Start of Records for the task

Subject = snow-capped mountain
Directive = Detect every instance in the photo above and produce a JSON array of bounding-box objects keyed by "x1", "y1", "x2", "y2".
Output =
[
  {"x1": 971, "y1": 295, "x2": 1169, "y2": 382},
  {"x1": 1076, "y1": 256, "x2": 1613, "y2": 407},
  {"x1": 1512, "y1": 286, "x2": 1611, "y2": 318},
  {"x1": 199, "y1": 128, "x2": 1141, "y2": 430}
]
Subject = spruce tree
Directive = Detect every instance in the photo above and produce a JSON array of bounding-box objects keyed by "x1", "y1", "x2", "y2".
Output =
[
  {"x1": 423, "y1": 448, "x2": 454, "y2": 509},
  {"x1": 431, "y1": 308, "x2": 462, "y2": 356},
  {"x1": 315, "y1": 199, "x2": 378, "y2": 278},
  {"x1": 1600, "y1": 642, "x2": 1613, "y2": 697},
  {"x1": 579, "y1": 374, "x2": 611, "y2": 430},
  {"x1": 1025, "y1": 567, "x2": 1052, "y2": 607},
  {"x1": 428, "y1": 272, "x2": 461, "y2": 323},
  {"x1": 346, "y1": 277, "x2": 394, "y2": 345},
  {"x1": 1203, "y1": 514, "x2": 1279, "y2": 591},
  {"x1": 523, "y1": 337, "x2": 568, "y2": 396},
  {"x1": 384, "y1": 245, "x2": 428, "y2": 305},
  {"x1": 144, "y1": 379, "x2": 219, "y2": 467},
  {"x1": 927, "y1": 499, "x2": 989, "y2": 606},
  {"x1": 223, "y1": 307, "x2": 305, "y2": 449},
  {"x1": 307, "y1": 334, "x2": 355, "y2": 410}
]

End of Records for the task

_What is expected_: The full set of records above must be retyped exactly.

_Response to the exercise_:
Subject = snow-capped mountain
Directive = Detect every instance in the photo above and produce a JSON array of bounding-box objects keyed by "x1", "y1", "x2", "y2".
Output =
[
  {"x1": 971, "y1": 295, "x2": 1169, "y2": 382},
  {"x1": 1076, "y1": 256, "x2": 1613, "y2": 407},
  {"x1": 1512, "y1": 286, "x2": 1611, "y2": 318},
  {"x1": 199, "y1": 128, "x2": 1141, "y2": 430}
]
Subject = spruce tree
Directive = Detect every instance in the photo above and produce a JSON array of bounding-box objects keyed by "x1", "y1", "x2", "y2".
Output =
[
  {"x1": 423, "y1": 448, "x2": 454, "y2": 509},
  {"x1": 431, "y1": 308, "x2": 462, "y2": 356},
  {"x1": 315, "y1": 199, "x2": 378, "y2": 278},
  {"x1": 1600, "y1": 642, "x2": 1613, "y2": 697},
  {"x1": 579, "y1": 374, "x2": 611, "y2": 430},
  {"x1": 1025, "y1": 567, "x2": 1052, "y2": 607},
  {"x1": 428, "y1": 272, "x2": 461, "y2": 323},
  {"x1": 346, "y1": 277, "x2": 394, "y2": 345},
  {"x1": 1203, "y1": 514, "x2": 1279, "y2": 591},
  {"x1": 523, "y1": 337, "x2": 568, "y2": 396},
  {"x1": 384, "y1": 245, "x2": 428, "y2": 305},
  {"x1": 144, "y1": 379, "x2": 219, "y2": 467},
  {"x1": 927, "y1": 499, "x2": 989, "y2": 606},
  {"x1": 223, "y1": 307, "x2": 305, "y2": 449},
  {"x1": 307, "y1": 334, "x2": 355, "y2": 410}
]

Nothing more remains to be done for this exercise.